(Items from a data source)
◆ ◆ ◆ ◆ ◆
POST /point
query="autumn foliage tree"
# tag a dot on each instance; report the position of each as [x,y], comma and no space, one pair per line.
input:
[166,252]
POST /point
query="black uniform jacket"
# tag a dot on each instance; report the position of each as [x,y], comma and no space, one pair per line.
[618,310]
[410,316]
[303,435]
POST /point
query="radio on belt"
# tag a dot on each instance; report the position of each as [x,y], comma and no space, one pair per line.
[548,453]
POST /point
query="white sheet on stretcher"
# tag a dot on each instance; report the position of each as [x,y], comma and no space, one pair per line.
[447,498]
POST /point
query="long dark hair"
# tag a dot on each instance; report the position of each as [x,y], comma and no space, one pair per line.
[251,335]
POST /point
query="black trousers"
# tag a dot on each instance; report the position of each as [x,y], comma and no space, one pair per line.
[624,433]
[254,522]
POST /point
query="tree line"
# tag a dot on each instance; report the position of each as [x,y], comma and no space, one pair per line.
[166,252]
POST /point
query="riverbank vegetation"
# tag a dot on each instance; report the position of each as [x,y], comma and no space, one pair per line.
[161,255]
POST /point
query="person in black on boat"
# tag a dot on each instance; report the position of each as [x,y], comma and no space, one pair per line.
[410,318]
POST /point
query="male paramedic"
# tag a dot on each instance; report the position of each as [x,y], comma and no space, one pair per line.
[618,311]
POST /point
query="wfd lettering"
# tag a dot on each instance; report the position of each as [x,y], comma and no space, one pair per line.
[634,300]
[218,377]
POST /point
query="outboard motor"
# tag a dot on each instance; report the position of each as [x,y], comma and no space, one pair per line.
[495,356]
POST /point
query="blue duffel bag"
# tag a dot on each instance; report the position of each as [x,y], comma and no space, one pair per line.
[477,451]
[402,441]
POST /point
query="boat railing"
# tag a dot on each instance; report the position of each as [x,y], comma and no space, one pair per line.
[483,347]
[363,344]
◆ ◆ ◆ ◆ ◆
Transcribe each entry precisely, missing none.

POST /point
query="autumn foliage tree"
# tag a dot on each instance; report the position of each as [x,y], comma and no space, one pair per line.
input:
[166,252]
POST /point
query="black uniform jacket"
# tag a dot on each instance; report the position of each as [x,y], comma and no space, one pair per line.
[618,310]
[410,316]
[303,435]
POST /point
query="radio on belt"
# tag a dot on each instance; report the position of each as [x,y], comma and no space, one pair per line.
[548,453]
POST /point
query="white sheet on stretcher"
# tag a dot on each instance; report the position of each as [x,y], comma and no space, one pair per line.
[447,498]
POST /point
query="long dark hair"
# tag a dot on each instance; report the position of each as [x,y], comma and no space, one pair per line.
[251,335]
POST /point
query="black trousers"
# tag a dot on each instance; report the position of each as [x,y], comma and no space, one pair per line.
[624,433]
[254,522]
POST /point
query="tree line"
# tag a dot on each instance; report the position of each as [x,y], comma and no space, one pair per line.
[166,252]
POST /point
query="riverbank vegetation"
# tag a dot on each instance; report the position of each as [x,y], comma and no space, one pair per line.
[161,255]
POST /point
query="person in black on boat"
# tag a dot on each instance; report the position of each as [x,y], comma and no space, one pair per line.
[410,318]
POST /point
query="male paramedic"
# tag a dot on each instance; report the position of each as [x,y], comma and no space, one pair per line.
[618,311]
POST /point
query="wfd lettering"
# tag a dot on each instance; report the position of each as [x,y], comma and no space, one pair per line.
[634,300]
[218,377]
POST /point
query="outboard motor"
# tag a dot on each instance; report the position of each as [x,y], comma and no space, one pair per line.
[495,356]
POST /point
query="blue duffel bag"
# tag a dot on each instance; report the position of each as [x,y], comma and no space, one pair per line.
[477,451]
[402,441]
POST /point
query="boat railing"
# tag a dot on each instance; report the position of each as [x,y], comma and no space, one pair per line.
[483,347]
[363,344]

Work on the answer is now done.